-- start Passage shown --

- They are horribly dependent on the size of the objects in your world. For small objects they produce crisp shadows - for big ones they produce muck.
- Odds are the number of objects floating around (cars, buildings, etc.) is several orders of magnitude larger than the number of CSM layers you might use. I get good results with 8 CSM layers, and can probably reduce that with careful optimization. I usually have more than 8 buildings on screen. (That means a lot of thrash as we create, then use each shadow map, with GL setup each time.)
For each "layer" (that is, a distance-wise partition of the user's frustum that gets a separate shadow map) we normally calculate the shadow map's bounding cube around the corners of the user's view sub-frustum (for that layer).
But that's really a much bigger bounding box than we need. For the price of an iteration over the scene graph* we can calculate a smaller bounding box that is "pinched in" to the edge of the content we need to draw.
Is this a win? Well, it depends...on...
- The size of your scenery content. You won't get a pinch in that's much smaller than the smallest indivisible entities in your world.
- The overall shape of your scenery content - if it really fills the frustum, no win.
- Very little benefit for the nearest layers...they are usually so small (a few dozen meters) that they include much larger scenery entities. (Our ground patches can be several kilometers, so no win.) But for the far layers, we might reduce the bounding box by 25-50% in some dimensions...that's almost like doubling your texture!
- The shape of our content is a win. Since the world is sort of flat and 2-dimensional, usually at least one axis of the bounding box (depending on the sun's angle) is horribly wasted. That's where we get a win.
But in practice, there is no scenery below the ground. So we can "pinch in" the far clip plane of the sun's camera (which is really far from the sun, just in case anything below the surface of the earth is visible), bringing that far clip plane all the way up to the lowest ground point. Similarly, if we're not shadowing clouds (they are handled separately) the near clip plane can be pushed down to the tallest building.
This makes the far layers much, much more useful. Normally if the layer is 10 km away at 60 degrees FOV, the bounding box for the shadow map is going to have 10000 meters from its near to far plane. If we "pinch in", we can reduce this "depth of field" to the difference between the lowest and highest scenery items, which might only be 100 or 200 meters.
(This is of course a best-case scenario...put a mountain in there and angle the sun a bit and the win is much more modest.)
As a side effect, the scene graph traversal lets us completely eliminate layers that contain no content - I am finding I drop at least one layer that way.
EDIT: all of the above data is totally misleading - for shadowing 3-d content, the above is true. But if the terrain mesh is included (it is much larger, and its granularity is larger), the savings all vanish.
* Lazy evaluation can make this a lot faster - simply skip whole sub-trees of the scene graph that are already entirely inside the "pinched" cube)

-- end Passage shown --

According to the shadow-mapping passage, how many CSM layers give good results? The records have no connection to the shadow-mapping passage.

-- start Information shown --

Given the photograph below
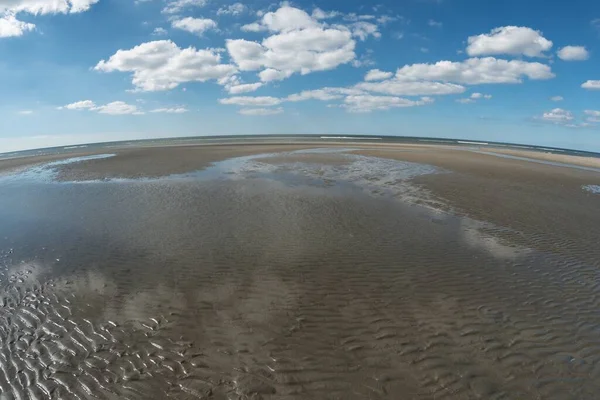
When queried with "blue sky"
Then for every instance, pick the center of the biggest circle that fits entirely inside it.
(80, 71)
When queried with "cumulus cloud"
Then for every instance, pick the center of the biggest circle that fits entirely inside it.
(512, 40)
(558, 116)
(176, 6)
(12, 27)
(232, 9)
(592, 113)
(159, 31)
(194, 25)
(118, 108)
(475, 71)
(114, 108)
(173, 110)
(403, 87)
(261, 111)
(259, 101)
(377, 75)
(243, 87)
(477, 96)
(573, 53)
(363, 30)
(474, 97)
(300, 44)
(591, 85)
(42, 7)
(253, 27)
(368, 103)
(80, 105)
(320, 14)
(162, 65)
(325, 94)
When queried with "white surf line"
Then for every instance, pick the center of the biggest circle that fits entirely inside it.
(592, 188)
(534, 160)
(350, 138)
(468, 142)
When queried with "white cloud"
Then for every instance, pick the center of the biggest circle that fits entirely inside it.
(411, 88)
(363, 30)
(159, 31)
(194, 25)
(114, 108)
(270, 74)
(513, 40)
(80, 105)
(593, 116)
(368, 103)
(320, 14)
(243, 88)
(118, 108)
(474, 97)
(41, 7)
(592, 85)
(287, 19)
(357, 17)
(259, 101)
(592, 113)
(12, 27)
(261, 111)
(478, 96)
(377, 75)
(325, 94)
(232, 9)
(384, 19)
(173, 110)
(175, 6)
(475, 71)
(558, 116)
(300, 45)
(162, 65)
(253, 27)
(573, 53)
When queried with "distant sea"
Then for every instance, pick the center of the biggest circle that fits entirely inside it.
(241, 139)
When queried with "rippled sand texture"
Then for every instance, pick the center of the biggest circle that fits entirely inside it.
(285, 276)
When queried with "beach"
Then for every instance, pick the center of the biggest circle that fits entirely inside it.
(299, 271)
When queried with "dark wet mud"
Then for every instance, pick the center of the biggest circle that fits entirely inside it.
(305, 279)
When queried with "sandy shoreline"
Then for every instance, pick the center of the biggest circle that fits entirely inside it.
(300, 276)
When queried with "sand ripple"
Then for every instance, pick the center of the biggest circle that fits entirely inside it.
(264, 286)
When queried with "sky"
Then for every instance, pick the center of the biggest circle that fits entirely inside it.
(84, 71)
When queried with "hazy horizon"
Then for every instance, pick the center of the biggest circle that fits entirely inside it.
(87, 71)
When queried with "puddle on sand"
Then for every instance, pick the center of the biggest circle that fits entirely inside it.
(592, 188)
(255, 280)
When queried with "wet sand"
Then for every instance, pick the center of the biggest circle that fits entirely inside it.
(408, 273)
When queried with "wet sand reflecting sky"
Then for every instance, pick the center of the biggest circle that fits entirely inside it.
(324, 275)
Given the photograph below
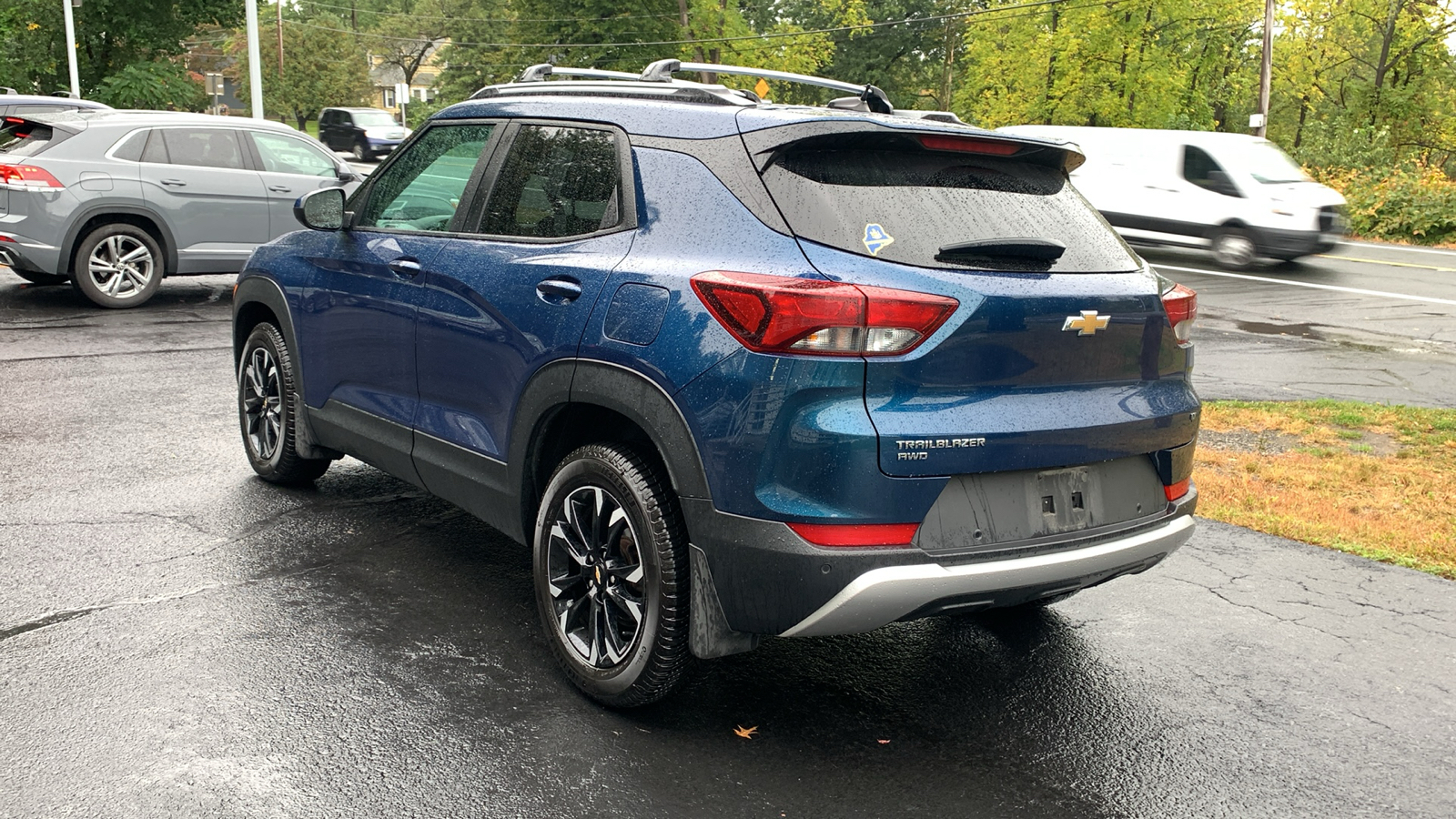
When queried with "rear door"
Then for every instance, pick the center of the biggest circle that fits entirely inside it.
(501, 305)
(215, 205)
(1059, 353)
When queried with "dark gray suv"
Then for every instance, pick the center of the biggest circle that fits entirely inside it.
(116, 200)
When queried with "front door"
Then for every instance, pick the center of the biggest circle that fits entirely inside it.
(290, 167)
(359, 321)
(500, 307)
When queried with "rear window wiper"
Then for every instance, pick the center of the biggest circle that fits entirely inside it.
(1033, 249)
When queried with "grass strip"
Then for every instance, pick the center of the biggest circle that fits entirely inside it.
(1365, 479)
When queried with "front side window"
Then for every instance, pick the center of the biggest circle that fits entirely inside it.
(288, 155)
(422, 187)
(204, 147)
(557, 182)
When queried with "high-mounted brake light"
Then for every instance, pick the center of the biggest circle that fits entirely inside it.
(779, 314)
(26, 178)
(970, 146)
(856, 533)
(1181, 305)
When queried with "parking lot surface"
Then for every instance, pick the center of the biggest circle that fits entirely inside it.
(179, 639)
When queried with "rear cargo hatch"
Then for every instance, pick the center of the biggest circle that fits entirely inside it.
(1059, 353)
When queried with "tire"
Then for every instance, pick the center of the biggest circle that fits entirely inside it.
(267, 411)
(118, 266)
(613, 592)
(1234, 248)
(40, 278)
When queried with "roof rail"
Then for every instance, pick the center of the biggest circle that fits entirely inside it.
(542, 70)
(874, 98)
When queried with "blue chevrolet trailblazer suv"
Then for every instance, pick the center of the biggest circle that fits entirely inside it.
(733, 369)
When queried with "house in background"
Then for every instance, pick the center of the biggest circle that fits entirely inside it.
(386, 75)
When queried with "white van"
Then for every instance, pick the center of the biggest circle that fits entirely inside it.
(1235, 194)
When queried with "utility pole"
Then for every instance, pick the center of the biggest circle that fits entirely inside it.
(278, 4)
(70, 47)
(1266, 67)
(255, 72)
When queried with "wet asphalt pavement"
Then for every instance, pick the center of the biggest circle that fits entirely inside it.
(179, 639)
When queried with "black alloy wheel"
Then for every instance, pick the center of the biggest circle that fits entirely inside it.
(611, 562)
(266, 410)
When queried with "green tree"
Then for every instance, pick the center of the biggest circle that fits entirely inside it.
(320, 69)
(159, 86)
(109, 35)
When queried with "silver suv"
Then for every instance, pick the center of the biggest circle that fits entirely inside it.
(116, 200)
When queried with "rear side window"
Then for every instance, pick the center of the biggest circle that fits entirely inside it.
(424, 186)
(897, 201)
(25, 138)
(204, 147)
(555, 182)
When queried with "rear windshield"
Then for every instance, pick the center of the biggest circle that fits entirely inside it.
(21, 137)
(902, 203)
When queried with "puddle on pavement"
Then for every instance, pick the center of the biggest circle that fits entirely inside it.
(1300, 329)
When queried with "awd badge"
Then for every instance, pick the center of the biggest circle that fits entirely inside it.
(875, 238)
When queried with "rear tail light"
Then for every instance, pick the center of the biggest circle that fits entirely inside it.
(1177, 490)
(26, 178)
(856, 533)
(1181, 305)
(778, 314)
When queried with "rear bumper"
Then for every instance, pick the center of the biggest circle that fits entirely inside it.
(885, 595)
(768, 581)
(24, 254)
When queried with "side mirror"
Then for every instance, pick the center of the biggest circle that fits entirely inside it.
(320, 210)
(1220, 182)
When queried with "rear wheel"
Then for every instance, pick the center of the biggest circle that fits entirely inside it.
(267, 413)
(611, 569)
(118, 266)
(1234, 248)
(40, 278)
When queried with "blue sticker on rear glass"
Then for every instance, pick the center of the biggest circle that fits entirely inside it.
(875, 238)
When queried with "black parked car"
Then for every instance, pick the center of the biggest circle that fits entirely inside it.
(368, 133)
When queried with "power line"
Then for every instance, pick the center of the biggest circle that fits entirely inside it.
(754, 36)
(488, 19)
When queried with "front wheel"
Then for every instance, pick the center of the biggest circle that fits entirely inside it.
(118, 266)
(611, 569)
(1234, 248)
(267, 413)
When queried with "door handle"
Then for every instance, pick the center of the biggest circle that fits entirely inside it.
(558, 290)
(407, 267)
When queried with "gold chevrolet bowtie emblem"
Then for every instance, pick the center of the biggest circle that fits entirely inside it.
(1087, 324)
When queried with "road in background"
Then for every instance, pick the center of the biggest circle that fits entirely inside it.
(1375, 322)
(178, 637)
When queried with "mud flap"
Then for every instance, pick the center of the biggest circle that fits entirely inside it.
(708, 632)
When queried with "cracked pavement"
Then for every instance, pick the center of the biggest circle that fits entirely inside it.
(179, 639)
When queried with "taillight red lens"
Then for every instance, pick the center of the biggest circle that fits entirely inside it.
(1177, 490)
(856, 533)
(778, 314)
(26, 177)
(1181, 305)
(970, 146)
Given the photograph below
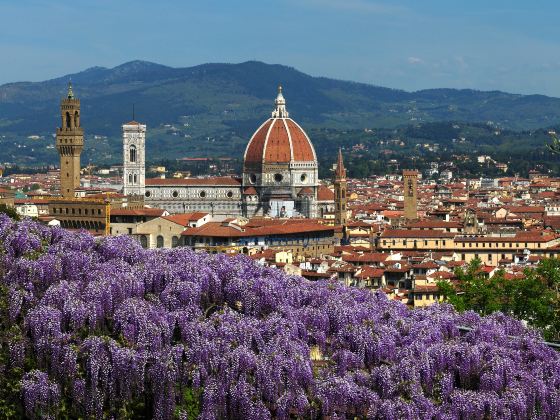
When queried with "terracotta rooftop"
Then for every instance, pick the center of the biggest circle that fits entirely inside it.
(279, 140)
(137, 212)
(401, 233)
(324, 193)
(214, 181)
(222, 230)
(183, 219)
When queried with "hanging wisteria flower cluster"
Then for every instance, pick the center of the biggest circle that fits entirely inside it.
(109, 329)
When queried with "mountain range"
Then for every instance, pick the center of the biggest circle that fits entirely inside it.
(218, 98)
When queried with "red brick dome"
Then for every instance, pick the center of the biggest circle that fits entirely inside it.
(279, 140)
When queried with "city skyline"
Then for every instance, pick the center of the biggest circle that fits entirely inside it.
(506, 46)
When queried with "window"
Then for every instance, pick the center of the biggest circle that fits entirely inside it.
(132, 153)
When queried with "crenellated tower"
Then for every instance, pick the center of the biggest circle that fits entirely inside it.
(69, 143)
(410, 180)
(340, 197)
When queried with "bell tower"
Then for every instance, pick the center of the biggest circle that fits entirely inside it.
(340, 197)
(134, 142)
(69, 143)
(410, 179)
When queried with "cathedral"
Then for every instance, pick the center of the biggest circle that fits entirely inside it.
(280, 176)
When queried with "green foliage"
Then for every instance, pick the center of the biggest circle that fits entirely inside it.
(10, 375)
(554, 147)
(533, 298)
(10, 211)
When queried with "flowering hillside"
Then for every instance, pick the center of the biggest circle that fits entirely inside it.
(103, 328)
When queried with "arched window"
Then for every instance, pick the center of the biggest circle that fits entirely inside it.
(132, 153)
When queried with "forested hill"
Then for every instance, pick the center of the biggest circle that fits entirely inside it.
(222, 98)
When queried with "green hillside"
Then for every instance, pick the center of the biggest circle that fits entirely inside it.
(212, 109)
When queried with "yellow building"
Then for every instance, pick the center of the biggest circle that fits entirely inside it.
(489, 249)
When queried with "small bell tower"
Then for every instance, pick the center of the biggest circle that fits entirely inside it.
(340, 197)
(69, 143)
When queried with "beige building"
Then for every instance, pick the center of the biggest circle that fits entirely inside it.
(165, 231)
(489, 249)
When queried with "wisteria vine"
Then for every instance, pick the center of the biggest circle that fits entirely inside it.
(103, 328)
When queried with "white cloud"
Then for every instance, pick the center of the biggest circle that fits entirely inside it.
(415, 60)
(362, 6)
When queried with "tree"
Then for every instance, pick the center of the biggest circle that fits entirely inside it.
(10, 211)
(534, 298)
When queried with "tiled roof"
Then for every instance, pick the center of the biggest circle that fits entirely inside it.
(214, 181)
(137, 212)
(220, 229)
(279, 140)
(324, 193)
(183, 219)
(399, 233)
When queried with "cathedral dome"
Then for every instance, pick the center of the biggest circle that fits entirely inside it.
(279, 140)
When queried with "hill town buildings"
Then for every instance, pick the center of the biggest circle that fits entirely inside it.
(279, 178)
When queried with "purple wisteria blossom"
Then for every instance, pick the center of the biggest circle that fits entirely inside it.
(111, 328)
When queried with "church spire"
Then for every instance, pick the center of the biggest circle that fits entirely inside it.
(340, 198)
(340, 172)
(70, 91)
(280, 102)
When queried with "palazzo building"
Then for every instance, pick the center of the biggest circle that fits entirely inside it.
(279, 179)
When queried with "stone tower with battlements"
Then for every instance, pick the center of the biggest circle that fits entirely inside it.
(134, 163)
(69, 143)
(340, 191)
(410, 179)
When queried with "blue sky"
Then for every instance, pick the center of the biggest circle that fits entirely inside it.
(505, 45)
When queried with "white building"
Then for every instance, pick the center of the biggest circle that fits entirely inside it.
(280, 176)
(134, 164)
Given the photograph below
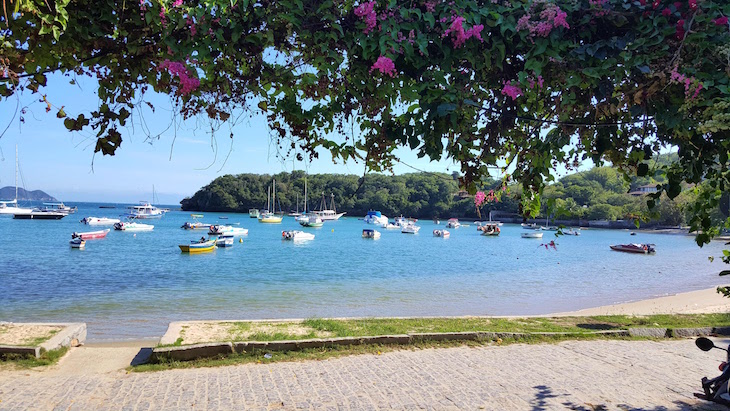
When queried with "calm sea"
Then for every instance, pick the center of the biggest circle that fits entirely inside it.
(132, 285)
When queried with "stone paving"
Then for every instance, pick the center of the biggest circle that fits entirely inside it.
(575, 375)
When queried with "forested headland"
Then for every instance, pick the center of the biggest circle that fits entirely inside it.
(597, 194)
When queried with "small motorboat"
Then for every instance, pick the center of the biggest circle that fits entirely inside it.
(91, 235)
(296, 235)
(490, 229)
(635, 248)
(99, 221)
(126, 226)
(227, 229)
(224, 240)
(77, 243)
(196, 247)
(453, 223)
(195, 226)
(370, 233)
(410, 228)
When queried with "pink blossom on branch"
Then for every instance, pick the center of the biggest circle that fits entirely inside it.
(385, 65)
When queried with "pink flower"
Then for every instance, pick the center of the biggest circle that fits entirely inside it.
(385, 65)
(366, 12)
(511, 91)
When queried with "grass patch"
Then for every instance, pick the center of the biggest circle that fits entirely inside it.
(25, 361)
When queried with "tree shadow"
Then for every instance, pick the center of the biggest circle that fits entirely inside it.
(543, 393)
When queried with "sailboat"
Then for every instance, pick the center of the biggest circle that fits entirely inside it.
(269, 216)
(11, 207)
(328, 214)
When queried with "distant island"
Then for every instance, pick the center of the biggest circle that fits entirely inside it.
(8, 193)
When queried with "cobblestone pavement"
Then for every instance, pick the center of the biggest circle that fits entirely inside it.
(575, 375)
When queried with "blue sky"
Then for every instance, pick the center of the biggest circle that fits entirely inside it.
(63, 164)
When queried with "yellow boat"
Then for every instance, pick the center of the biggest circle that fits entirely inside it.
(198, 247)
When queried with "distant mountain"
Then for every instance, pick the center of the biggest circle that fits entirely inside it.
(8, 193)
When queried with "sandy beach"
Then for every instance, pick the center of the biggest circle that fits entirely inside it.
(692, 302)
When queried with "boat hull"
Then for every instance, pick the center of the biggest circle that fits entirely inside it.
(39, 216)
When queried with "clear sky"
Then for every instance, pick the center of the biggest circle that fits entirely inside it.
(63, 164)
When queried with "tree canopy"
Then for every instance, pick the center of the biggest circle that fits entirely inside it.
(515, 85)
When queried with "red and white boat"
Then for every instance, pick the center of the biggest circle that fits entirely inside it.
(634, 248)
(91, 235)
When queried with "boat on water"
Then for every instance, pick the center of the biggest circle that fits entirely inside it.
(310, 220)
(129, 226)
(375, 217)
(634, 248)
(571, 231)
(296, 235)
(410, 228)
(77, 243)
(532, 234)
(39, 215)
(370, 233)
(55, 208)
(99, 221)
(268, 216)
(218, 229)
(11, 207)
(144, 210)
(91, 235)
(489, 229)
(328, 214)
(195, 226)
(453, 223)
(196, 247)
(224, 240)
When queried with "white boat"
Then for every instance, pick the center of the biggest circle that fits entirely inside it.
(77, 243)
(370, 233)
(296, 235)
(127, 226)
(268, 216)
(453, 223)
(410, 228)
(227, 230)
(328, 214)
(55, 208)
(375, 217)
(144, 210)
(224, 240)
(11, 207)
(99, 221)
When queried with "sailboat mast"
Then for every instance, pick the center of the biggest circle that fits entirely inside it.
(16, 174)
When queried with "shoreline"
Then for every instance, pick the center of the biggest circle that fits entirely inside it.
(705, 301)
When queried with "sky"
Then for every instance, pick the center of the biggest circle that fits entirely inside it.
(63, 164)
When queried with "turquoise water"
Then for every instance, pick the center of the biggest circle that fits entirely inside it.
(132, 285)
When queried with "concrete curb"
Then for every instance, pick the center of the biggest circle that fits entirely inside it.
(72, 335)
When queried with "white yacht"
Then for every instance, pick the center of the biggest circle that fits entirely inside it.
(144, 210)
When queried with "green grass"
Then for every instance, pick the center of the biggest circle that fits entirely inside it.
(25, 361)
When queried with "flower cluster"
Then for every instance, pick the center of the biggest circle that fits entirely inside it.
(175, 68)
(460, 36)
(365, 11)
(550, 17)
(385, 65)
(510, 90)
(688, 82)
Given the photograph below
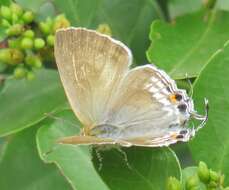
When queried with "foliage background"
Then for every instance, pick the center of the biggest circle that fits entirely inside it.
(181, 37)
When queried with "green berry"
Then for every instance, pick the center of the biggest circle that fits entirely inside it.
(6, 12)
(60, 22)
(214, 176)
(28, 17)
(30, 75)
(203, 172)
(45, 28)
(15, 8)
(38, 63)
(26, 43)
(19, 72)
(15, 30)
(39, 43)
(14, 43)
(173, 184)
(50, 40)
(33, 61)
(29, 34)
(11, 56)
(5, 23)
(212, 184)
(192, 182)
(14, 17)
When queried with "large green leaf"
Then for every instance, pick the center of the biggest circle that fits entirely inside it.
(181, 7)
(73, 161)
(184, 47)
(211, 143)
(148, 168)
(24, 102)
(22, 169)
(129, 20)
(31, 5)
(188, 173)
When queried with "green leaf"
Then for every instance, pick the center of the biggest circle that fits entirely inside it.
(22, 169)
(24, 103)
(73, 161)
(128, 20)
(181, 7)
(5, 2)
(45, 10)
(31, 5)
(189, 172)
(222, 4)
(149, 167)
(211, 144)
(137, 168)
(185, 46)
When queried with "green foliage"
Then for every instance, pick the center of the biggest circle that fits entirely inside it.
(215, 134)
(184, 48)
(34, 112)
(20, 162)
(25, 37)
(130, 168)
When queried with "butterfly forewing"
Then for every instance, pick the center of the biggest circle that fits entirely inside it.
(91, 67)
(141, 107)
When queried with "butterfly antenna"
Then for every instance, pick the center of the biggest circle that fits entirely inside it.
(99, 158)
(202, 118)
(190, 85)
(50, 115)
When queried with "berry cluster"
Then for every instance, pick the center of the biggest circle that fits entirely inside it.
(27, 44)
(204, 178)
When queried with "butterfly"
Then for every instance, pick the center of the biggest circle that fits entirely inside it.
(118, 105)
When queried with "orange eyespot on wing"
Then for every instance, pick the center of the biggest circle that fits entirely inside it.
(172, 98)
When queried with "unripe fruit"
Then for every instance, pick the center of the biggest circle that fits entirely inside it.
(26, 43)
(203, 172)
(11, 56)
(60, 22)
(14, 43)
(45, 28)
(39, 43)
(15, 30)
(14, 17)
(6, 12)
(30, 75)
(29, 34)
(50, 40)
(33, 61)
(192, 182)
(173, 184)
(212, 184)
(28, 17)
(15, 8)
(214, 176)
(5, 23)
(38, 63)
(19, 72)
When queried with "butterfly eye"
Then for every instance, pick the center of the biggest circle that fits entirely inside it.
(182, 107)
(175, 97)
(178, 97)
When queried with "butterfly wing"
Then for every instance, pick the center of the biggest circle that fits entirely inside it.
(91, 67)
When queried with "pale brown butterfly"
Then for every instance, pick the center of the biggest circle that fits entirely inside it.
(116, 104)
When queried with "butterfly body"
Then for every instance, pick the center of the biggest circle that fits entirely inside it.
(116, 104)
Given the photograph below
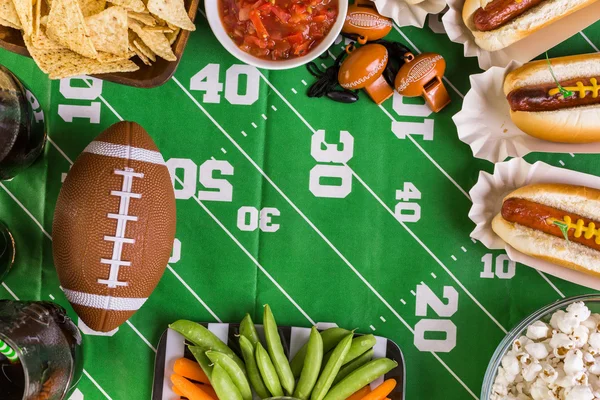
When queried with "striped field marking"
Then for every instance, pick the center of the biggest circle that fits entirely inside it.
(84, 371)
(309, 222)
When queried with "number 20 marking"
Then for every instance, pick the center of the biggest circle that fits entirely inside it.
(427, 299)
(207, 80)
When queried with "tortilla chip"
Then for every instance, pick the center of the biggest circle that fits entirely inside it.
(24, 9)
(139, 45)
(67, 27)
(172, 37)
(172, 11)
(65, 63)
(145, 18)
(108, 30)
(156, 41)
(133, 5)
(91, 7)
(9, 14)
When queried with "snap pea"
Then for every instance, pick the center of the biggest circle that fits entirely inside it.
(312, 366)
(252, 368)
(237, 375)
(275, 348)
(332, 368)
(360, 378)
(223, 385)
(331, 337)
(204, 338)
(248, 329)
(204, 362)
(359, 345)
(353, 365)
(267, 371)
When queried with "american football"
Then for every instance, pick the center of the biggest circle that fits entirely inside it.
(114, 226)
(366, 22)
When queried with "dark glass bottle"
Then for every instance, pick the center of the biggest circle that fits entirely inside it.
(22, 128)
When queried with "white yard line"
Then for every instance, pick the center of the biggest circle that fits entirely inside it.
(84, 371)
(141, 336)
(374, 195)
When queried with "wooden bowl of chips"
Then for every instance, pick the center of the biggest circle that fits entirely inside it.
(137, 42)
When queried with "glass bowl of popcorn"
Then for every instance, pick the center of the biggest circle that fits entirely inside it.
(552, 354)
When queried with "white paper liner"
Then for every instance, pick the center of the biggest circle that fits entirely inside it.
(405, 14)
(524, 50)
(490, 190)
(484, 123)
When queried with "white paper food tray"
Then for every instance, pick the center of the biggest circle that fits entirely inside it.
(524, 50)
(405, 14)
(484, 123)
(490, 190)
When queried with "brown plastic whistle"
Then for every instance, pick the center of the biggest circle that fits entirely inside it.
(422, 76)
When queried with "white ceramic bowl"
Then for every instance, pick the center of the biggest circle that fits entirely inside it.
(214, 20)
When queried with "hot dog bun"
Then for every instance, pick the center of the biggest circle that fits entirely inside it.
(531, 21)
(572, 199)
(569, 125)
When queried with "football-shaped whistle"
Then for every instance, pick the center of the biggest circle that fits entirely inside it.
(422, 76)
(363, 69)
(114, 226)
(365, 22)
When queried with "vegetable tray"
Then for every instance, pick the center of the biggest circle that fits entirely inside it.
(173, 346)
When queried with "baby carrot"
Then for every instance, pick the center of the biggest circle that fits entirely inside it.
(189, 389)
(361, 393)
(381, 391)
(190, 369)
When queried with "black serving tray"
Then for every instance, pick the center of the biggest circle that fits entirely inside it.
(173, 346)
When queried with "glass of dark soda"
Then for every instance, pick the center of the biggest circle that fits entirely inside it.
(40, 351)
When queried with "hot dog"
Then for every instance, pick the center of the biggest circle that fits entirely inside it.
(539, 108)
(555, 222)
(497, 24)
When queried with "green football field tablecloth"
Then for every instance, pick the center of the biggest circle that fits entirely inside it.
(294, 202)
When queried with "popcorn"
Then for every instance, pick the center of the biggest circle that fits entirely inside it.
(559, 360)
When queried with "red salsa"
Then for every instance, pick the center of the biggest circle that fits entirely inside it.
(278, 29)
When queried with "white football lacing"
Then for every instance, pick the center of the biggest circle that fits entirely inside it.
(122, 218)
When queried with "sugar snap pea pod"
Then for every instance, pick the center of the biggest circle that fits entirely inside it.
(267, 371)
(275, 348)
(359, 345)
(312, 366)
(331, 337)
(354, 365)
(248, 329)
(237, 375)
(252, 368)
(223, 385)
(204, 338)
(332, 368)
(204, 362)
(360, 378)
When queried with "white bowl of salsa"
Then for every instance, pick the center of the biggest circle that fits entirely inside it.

-- end Information shown --

| Expected output |
8 CSM layers.